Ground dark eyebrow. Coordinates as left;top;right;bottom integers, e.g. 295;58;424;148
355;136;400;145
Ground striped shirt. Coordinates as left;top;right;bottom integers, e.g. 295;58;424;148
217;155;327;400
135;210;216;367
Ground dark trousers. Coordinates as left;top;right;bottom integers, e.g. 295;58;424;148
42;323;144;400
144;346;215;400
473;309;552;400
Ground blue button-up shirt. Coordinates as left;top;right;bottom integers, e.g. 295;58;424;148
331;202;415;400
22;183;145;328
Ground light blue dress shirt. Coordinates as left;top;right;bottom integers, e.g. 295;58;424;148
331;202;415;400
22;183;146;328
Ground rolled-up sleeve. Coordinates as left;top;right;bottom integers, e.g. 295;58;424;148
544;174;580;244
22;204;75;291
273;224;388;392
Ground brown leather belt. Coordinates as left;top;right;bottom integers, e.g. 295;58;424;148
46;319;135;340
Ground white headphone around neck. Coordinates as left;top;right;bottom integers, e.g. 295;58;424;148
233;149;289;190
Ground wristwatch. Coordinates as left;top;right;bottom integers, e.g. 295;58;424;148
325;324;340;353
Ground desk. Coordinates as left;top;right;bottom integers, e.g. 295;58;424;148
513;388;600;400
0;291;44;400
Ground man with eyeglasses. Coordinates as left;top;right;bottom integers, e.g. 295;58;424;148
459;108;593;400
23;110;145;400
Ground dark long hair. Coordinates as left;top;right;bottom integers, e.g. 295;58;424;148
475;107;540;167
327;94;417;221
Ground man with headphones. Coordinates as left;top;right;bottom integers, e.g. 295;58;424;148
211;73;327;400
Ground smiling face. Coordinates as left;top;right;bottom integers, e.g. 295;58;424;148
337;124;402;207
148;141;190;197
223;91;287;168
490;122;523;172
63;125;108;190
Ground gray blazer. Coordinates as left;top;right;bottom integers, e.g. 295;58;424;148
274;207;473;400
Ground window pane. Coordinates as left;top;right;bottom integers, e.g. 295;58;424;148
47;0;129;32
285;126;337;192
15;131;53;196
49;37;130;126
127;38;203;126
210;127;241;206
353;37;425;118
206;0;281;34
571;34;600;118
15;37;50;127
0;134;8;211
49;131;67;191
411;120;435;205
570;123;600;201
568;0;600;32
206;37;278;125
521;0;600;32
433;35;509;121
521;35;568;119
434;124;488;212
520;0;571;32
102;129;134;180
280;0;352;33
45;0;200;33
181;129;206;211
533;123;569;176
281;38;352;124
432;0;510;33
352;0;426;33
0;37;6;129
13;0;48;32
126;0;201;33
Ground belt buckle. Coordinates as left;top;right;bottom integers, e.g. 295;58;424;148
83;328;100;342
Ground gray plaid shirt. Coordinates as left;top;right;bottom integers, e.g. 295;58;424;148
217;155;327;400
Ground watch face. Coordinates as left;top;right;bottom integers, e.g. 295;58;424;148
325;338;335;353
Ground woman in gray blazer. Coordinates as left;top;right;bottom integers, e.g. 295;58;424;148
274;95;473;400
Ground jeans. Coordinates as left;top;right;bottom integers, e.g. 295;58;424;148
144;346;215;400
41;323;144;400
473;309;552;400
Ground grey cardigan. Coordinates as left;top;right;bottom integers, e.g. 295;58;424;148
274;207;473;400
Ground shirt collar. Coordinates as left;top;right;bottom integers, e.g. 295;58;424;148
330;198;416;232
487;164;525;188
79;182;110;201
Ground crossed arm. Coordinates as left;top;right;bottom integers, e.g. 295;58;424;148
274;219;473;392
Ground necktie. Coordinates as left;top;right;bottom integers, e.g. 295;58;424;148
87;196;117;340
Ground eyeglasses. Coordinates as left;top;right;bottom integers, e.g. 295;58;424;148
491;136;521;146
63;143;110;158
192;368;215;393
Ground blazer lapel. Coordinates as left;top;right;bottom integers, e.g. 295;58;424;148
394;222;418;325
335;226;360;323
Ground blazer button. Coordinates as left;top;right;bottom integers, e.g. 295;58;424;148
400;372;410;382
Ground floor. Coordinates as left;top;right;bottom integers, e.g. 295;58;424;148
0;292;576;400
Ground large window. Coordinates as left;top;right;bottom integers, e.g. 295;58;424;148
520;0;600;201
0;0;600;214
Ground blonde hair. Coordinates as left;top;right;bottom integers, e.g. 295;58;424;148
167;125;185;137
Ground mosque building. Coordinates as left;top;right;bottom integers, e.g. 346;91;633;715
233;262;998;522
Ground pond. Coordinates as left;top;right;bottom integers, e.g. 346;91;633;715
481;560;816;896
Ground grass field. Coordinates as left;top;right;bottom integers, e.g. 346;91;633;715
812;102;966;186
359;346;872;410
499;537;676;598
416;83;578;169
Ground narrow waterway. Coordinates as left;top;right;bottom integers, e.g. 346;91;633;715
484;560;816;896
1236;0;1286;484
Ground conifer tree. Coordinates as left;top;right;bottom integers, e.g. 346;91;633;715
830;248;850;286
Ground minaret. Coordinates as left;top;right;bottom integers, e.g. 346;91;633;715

### To be done
Please report every line in the records above that contains the word "window", copying each such line in full.

### Task solution
Ground window pane. Coordinates as left;top;right;bottom integers, e.g. 295;58;424;148
Ground large window. Coordinates as left;top;right;bottom integers, e.g. 295;58;424;148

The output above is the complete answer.